Items from a data source:

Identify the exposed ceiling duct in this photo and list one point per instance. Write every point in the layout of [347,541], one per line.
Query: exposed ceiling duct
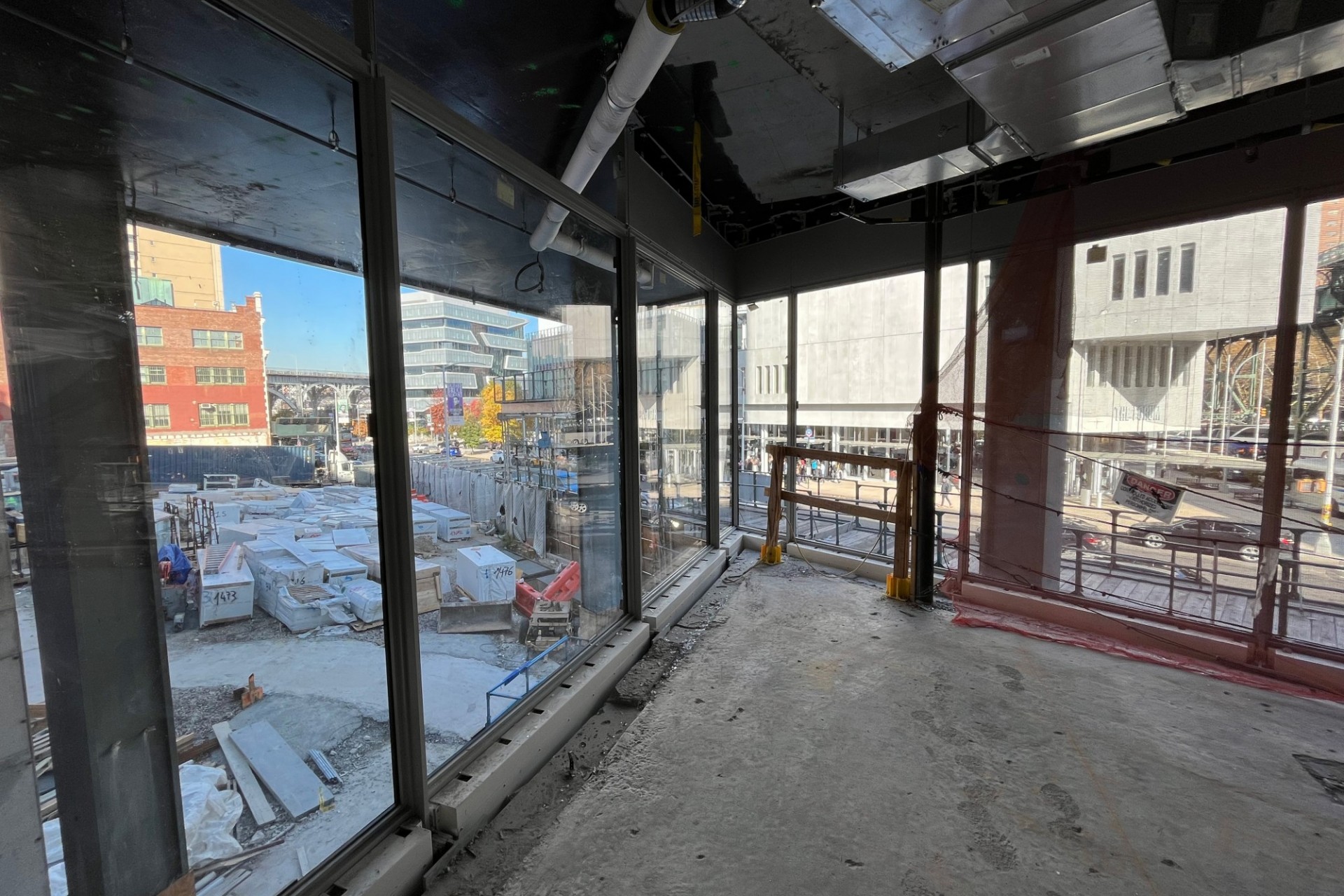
[656,29]
[897,33]
[1202,83]
[939,147]
[1092,76]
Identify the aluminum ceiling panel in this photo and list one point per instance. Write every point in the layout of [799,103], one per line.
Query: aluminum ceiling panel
[895,33]
[1093,76]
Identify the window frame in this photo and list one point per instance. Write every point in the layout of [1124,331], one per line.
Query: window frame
[1186,277]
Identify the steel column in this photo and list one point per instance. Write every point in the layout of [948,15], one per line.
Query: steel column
[734,424]
[1281,407]
[790,425]
[628,397]
[391,450]
[69,323]
[968,412]
[926,424]
[710,390]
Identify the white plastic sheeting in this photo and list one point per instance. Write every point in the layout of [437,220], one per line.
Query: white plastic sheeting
[55,858]
[209,813]
[482,496]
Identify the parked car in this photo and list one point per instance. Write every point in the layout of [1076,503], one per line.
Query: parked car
[1228,539]
[1092,536]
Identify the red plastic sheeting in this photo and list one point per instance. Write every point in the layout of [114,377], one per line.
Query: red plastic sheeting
[977,617]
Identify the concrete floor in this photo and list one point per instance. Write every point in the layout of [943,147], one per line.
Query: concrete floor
[823,739]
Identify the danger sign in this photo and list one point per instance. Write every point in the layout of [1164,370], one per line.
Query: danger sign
[1148,496]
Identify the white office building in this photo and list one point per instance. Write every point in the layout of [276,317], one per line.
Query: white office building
[451,340]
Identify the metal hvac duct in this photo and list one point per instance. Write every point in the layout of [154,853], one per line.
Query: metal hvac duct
[1074,80]
[656,29]
[895,33]
[939,147]
[1202,83]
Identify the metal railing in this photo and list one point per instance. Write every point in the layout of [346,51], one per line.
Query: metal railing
[526,671]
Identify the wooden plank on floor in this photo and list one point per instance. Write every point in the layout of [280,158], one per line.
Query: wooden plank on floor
[286,776]
[248,786]
[1298,626]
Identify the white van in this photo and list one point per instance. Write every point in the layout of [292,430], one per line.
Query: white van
[339,468]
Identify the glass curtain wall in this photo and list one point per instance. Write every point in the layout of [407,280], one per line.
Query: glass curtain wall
[209,216]
[762,362]
[727,365]
[673,511]
[1160,375]
[859,388]
[510,360]
[1310,574]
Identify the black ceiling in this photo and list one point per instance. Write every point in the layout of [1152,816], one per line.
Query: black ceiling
[766,88]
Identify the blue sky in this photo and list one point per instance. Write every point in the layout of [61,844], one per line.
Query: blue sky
[315,316]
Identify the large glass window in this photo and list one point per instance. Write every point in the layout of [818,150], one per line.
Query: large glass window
[216,339]
[218,552]
[1186,406]
[1310,571]
[762,416]
[727,365]
[673,511]
[859,388]
[512,419]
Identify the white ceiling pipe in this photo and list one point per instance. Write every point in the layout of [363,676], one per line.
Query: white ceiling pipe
[644,54]
[596,257]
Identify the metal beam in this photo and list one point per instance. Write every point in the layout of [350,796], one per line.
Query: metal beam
[1280,409]
[391,450]
[710,414]
[926,426]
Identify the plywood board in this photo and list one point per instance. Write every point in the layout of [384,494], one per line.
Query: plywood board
[286,776]
[248,786]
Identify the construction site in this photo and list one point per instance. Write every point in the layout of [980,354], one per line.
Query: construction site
[667,447]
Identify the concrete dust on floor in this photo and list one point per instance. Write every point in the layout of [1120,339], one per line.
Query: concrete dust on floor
[823,739]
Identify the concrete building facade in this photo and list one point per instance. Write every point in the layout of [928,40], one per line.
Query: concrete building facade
[171,269]
[451,340]
[1147,308]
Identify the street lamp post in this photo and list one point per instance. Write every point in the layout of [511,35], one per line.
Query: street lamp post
[1328,501]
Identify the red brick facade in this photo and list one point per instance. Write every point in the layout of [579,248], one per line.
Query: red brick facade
[183,394]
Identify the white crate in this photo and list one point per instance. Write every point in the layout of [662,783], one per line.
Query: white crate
[255,530]
[487,574]
[227,586]
[452,526]
[340,570]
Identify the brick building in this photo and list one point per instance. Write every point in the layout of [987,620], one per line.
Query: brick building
[203,374]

[Try it]: An exact copy of the lines from the one containing "Query: red brick facade" through the end of the entries is required, and nothing beyond them.

[Answer to the exercise]:
Query: red brick facade
[183,394]
Identify the white crate in this photo and list one point per instance. Write every point in the layout of [662,783], one per line.
Query: white crate
[255,530]
[487,574]
[227,586]
[452,526]
[340,570]
Identify the brick building in this photo and list one point per instance. Write every point in the layout of [987,620], one per line.
Query: brick building
[203,374]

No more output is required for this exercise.